▶ EXERCISE DIRECTIONS
Your answer should consist of every line from the records that holds the string "below".

Data records:
○ ○ ○

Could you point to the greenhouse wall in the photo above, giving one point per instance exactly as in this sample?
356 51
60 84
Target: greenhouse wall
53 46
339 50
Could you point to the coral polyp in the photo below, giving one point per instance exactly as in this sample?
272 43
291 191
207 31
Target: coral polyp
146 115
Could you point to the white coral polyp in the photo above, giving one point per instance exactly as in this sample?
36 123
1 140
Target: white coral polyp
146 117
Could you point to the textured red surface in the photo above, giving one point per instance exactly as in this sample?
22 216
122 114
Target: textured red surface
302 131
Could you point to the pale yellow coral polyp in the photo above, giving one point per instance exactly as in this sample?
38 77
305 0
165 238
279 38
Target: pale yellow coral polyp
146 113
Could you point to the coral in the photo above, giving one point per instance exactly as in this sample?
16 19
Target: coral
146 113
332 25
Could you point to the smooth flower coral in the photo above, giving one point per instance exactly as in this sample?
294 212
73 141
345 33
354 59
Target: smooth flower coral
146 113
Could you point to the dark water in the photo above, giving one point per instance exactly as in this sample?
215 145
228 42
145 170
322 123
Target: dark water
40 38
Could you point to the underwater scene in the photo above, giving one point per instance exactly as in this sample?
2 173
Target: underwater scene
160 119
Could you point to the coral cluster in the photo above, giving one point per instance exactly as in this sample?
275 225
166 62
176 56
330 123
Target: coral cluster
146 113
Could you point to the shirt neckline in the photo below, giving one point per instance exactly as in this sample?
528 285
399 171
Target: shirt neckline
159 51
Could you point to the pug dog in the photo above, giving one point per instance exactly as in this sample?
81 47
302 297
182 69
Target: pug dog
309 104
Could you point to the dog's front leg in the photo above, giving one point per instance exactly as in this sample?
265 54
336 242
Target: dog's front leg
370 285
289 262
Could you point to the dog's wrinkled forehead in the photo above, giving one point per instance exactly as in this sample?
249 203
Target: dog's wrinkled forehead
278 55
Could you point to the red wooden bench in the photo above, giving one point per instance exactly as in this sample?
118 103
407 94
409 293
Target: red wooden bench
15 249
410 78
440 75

○ ○ ○

▶ EXERCISE ANSWER
Could you point to the coral polyp in the photo below, giving one point per instance exactly as in this sample?
Could you point to the shirt neckline in the photo below, giving one point per instance exactly as in this sample?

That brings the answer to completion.